[Saved entries]
^^^^^^^^

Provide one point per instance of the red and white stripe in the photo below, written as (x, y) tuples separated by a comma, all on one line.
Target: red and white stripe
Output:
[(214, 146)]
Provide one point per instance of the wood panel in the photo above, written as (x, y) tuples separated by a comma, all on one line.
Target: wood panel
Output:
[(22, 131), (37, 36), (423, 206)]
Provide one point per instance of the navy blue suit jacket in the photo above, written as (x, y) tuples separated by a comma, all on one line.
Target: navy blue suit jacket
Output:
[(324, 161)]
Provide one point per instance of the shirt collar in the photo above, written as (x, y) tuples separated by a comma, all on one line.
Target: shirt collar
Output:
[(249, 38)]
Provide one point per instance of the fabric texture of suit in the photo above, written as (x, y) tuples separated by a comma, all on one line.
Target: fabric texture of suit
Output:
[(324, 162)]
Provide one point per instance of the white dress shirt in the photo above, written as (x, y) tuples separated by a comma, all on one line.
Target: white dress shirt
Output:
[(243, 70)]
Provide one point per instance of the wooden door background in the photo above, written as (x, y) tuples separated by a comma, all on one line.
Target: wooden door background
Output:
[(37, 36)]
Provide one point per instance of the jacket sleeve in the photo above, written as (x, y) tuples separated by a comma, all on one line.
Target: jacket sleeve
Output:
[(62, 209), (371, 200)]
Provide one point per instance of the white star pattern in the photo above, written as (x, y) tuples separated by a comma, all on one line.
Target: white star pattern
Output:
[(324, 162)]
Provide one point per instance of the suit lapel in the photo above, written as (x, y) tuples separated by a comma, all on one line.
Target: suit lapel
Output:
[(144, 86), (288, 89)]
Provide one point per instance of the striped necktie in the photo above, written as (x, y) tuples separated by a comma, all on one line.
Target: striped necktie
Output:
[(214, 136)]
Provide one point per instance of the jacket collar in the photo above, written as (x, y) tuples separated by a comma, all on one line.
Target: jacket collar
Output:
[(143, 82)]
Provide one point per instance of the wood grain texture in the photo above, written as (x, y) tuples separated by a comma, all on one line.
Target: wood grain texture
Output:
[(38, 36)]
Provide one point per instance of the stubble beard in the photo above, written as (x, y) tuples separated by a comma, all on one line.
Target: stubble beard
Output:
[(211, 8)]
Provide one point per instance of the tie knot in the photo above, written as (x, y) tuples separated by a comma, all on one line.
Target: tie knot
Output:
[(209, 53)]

^^^^^^^^

# Try it
Once more, write out the records exactly as they are.

# Exercise result
Provide one point per instance of the red and white stripe in the photo below, written as (x, y) tuples separated by a comma, all on one line.
Target: red and white stripe
Output:
[(214, 146)]
Provide one point per instance of the wood panel in the photo above, written as (x, y) tuples separated by a comma, all on one line.
Target: wood panel
Output:
[(22, 131), (37, 36), (423, 206)]
Provide one point per instance of the navy blue suit jacket in the photo above, written as (x, y) tuples separated by a comma, all on one line.
Target: navy blue suit jacket
Output:
[(324, 161)]
Provide one point per instance of the shirt collar in the photo above, written as (x, y) tuples separated by a comma, all on one line.
Target: shirt collar
Output:
[(249, 38)]
Provide one point per instance of the fabric texture of suit in the photo above, written as (x, y) tuples separated by a comma, all on one line.
Target: fabric texture of suit
Output:
[(324, 162)]
Provide one point per instance of the white dress shirt in the photo above, written as (x, y) tuples separated by a comma, all on one line.
Target: white dress shirt
Output:
[(243, 70)]
Provide one point per instance of the wooden door background in the photo above, written as (x, y) tuples separated by a comma, all on one line.
Target: wooden door background
Output:
[(37, 36)]
Provide one point per instance of the jacket sleeve in the photo above, written as (x, y) tuples separated by a comma, all on one line.
Target: jacket sleeve
Output:
[(62, 209), (371, 200)]
Provide one point per instance of the white star pattern in the photo above, written as (x, y) tuples separated by a comma, all on one line.
Target: white star pattern
Output:
[(324, 162)]
Provide one point per instance of the suit lapel in the photo above, written as (x, y) tuples separated by a comma, all on one line.
Target: suit lapel
Output:
[(144, 86), (288, 89)]
Provide one point per instance of the striped necktie in the photo above, written as (x, y) tuples separated by a comma, all on one line.
Target: striped necktie
Output:
[(214, 136)]
Provide one point per instance of the jacket collar in the photo above, written as (x, y) tuples separated by a comma, all on one line.
Target: jacket collar
Output:
[(143, 82)]
Provide one point per instance of the wood grain texture in the photo above, written as (x, y) tuples separated by a comma, all on one line.
Target: wood grain texture
Output:
[(38, 36)]
Provide one point per instance of the stubble beard in the photo above, written as (x, y) tuples separated by a comma, all on one line.
Target: stubble beard
Output:
[(211, 8)]
Provide one point per instance of the tie knot in the photo above, written as (x, y) tuples separated by a comma, all on one line.
Target: tie knot
Output:
[(209, 53)]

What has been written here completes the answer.